*** Opening SOURCE TEXT ***
Fine mapping of QYm.nau-2D

Our previous research has mapped QYm.nau-2D to the distal region of chromosome arm 2DL (Xiao et al. 2016), flanked by markers WXE1339 (594.6 Mb), and 2EST784 (617.4 Mb) (Chinese Spring reference v1.0). We enriched the marker density within an expanded marker interval between Xwmc41 (577.4 Mb) and 2SNP71 (626.4 Mb) by developing new molecular markers. In total, we designed and identified 50 markers (including 19 SSR markers, 21 InDel markers, four SNP markers and six STS markers) showing polymorphism between the two parents of the mapping population, Yining Xiaomai and 2011I-78 (Supplementary Table 2). The specificity of the above markers on 2D was validated by amplifying polymorphic bands using DNA of homoeologous-group 2 nulli-tetrasomic lines of Chinese Spring.

Screening of the 11,265 individuals of the (2011I-78 × Yining Xiaomai) F2 population using markers Xwmc41 (577.4 Mb) and 2SNP71 (626.4 Mb) identified 53 recombinants. These recombinants represented 13 recombination types in the examined region. Evaluation of WYMV for F2 recombinants and F2:3 families indicated that five were resistant and eight were susceptible (Fig. 1, Supplementary Table 3). The QYm.nau-2D falled into an interval of genetic distances of 0.01 cM and 0.13 cM, flanked by InDel_M41 and InDel_M412. The interval corresponds to a physical distance of 18.8 Mb from 596.0 to 614.8 Mb on chromosome 2D of Chinese Spring.
*** Closing SOURCE TEXT ***
*** Opening STUDY MATERIAL ***
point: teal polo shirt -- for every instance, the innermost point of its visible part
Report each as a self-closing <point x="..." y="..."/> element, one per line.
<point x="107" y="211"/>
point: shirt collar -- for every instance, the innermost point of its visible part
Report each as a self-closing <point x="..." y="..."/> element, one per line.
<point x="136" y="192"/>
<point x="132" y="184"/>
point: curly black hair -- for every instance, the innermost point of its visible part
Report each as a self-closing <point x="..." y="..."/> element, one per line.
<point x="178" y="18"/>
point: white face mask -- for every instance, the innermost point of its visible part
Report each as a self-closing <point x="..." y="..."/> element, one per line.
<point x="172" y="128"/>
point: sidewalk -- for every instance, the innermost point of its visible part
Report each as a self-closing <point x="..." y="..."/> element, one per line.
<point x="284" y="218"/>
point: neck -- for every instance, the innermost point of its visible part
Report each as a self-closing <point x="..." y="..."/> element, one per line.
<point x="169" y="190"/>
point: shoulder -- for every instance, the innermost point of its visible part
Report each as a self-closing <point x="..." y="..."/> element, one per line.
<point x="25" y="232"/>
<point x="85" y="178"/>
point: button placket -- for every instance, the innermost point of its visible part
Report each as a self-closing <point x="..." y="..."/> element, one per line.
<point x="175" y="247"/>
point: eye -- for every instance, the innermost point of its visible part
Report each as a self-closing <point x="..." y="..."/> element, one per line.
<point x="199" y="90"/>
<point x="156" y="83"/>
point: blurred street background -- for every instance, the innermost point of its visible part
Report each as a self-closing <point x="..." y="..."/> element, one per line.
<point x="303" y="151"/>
*** Closing STUDY MATERIAL ***
*** Opening STUDY MATERIAL ***
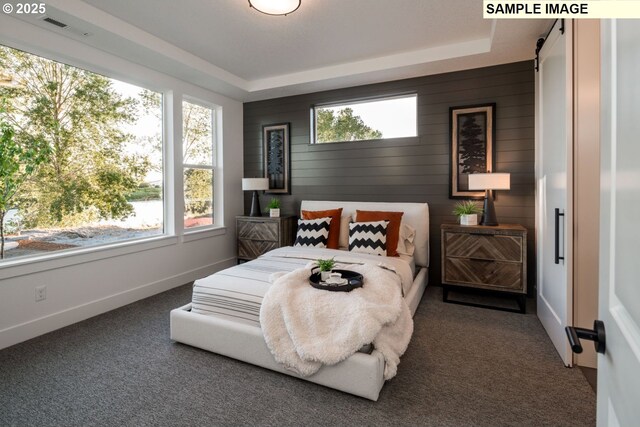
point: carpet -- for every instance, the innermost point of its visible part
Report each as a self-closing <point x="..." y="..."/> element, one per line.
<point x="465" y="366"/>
*** Closing STUDY MATERIAL ***
*** Opening STUDY MATERIAL ***
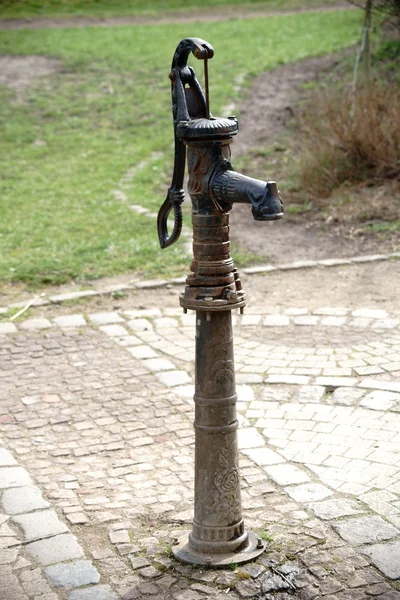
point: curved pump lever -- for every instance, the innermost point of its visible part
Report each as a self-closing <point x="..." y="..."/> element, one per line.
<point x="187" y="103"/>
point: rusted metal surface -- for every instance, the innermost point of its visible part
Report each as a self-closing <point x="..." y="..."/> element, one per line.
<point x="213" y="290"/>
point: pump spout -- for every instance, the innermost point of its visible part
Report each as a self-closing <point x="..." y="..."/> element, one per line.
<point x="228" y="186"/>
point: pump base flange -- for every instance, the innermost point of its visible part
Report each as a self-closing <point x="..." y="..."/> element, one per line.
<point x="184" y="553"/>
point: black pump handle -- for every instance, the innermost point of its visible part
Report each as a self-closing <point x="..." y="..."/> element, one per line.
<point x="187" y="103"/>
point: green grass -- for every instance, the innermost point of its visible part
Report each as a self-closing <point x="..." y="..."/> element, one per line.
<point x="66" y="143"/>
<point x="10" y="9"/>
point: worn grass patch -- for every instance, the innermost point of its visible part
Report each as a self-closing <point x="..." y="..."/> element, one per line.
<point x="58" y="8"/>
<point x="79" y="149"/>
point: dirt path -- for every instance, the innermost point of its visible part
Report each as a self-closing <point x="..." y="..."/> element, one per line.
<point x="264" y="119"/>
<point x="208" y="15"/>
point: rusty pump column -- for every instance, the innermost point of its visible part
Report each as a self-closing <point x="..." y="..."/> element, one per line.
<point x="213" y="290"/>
*** Closing STUDY MATERIAL ***
**TASKS TO CARRY OUT:**
**A.** Answer these questions from the passage on fine mapping of QYm.nau-2D. Give each answer on its own line, marked (i), (ii) and (iii) like the questions.
(i) How many individuals of the F2 population were screened?
(ii) Which two markers flank the interval containing QYm.nau-2D?
(iii) How many of the 50 polymorphic markers were InDel markers?
**B.** Continue the passage on fine mapping of QYm.nau-2D, starting after its final sentence.

**TASK RESPONSES:**
**A.**
(i) 11,265
(ii) InDel_M41 and InDel_M412
(iii) 21

**B.**
Fig. 1
figure 1

Mapping result of wheat yellow mosaic virus (WYMV) resistant QTL QYm.nau-2D using resistant Yining Xiaomai and susceptible 2011I-78 derived F2 population. S: susceptible; R: resistant; WYMV+ indicated WYMV could be detected by RT-PCR, while WYMV− indicated WYMV could not be detected. A-M indicated 13 recombinant haplotypes

GWAS for WYMV resistance

A panel of 372 wheat varieties was genotyped using Wheat 55K SNP array. After filtering with the criteria MAF < 0.05, missing data > 20%, 44,215 SNPs were retained and used for GWAS. The panel was evaluated for WYMV resistance in four environments, and the DRs showed a bimodal frequency distribution in each of the environments and BLUP values across the environments. According to the frequency distribution, all the varieties were mainly classified into two groups, resistant and susceptible (Supplementary Figure 1A). Pearson correlation analysis showed high repeatability among the environments (Supplementary Figure 1B). GWAS of WYMV resistance were conducted separately using WYMV phenotyping data collected from four environments and BLUP values. A total of 74 stably significant SNPs (P value < 0.01/44,215) associated with WYMV resistance in four environments and BLUP values were identified, and they were on 1D, 2A, 2B, 2D, 4B, and 7D, respectively. Except for the previously reported QTL on 2A and 2D, the other five were new QTLs detected in the present research. The number of SNPs on 2D chromosome occupied the most proportions, 83.7% (SNPs on 2D/all SNPs = 62/74) (Fig. 2A; Supplementary Table 4). These SNPs were all aligned to the distal region of chromosome arm 2DL from 596.7 to 613.1 Mb (Fig. 2B), in which QYm.nau-2D was mapped. GWAS validated the presence of the WYMV resistance QTL QYm.nau-2D, which can be mapped to a physical distance of 16.4 Mb.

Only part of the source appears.